• Stored data:
-- -- --
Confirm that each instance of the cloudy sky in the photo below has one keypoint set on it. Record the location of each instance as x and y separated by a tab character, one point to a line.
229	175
-- -- --
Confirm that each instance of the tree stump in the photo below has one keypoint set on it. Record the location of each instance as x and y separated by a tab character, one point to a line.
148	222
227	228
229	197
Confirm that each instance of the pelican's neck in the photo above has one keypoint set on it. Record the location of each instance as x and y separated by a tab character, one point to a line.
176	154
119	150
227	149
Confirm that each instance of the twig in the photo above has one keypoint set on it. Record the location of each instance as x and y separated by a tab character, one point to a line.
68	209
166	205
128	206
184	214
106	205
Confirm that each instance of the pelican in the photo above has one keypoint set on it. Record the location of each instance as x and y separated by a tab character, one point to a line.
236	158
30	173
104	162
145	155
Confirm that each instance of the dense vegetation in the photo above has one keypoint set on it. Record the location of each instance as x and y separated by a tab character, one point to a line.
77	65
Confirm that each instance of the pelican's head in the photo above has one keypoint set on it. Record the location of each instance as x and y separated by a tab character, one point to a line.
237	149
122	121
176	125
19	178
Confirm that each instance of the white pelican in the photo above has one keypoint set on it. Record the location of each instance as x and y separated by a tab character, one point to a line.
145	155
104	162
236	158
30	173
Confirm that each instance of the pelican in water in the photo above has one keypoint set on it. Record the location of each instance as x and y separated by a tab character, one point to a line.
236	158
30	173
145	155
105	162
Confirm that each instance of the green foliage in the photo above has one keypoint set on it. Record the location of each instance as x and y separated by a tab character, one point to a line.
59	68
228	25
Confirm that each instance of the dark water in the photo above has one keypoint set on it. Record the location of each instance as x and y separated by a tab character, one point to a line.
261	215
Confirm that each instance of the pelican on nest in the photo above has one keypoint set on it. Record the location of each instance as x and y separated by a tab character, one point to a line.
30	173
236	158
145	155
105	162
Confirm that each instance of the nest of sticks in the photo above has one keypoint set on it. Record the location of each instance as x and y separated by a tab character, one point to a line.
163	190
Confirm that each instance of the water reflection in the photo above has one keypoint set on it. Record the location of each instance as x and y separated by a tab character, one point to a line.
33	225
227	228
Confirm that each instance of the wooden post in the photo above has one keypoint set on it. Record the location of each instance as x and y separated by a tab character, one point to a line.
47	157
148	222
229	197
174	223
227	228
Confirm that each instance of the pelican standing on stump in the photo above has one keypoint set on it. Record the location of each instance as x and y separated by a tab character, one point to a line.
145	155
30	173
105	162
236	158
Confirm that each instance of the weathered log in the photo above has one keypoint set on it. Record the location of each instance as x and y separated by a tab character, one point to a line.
-- -- --
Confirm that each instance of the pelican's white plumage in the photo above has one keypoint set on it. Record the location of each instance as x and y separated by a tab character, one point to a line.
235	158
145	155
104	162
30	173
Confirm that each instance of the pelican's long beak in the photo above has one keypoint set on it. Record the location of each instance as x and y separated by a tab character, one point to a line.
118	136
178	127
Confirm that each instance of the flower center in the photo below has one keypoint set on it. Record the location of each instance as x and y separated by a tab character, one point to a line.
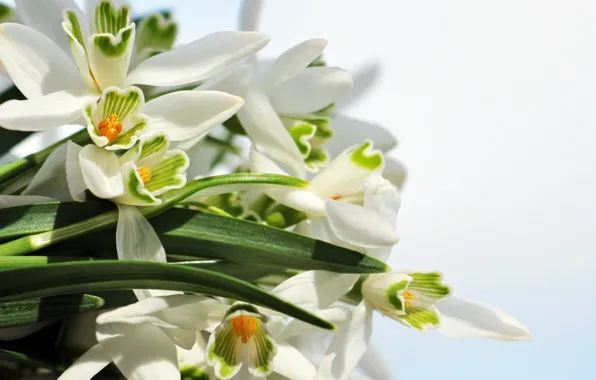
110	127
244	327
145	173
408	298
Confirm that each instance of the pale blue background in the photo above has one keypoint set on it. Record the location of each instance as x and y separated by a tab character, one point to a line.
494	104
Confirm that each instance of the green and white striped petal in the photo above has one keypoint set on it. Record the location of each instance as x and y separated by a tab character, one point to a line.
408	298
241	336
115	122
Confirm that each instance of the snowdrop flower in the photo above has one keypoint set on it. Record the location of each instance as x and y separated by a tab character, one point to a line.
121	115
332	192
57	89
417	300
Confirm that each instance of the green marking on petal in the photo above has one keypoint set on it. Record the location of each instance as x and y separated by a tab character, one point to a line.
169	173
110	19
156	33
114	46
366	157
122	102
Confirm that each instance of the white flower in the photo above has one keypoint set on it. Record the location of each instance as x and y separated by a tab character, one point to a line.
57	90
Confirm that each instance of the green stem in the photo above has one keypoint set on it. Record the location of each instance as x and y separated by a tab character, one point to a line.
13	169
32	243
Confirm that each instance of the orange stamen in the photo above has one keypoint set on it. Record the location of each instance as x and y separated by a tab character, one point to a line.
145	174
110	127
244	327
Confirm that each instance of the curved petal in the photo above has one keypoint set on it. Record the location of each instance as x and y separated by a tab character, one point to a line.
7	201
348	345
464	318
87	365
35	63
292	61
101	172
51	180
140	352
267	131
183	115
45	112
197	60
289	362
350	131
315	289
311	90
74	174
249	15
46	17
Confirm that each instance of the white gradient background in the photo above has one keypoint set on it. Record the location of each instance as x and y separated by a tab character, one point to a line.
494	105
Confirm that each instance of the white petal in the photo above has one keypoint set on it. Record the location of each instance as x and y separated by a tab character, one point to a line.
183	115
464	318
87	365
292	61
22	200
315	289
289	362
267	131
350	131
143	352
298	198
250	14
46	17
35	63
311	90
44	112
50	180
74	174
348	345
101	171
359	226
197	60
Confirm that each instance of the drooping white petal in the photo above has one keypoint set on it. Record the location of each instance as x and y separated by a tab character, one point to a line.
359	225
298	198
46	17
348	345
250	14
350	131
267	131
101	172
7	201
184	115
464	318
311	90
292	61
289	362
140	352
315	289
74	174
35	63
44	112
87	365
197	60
-- -- --
• What is required:
In the listing above, locate the line with "Confirm that each instance of the pelican standing" and the line with "Confirm that each instance of the weathered", then extract exactly those lines and every line between them, and nothing more.

• Answer to the problem:
Confirm that each instance of the pelican standing on stump in the photo above has one keypoint set on it. Record the location of each instance as x and y separated by a tab character, one point to a line.
145	155
30	173
105	162
236	158
Confirm that each instance of the weathered log in the photo above has one keypoint set on it. Record the location of each instance as x and y separated by a tab character, one point to a line.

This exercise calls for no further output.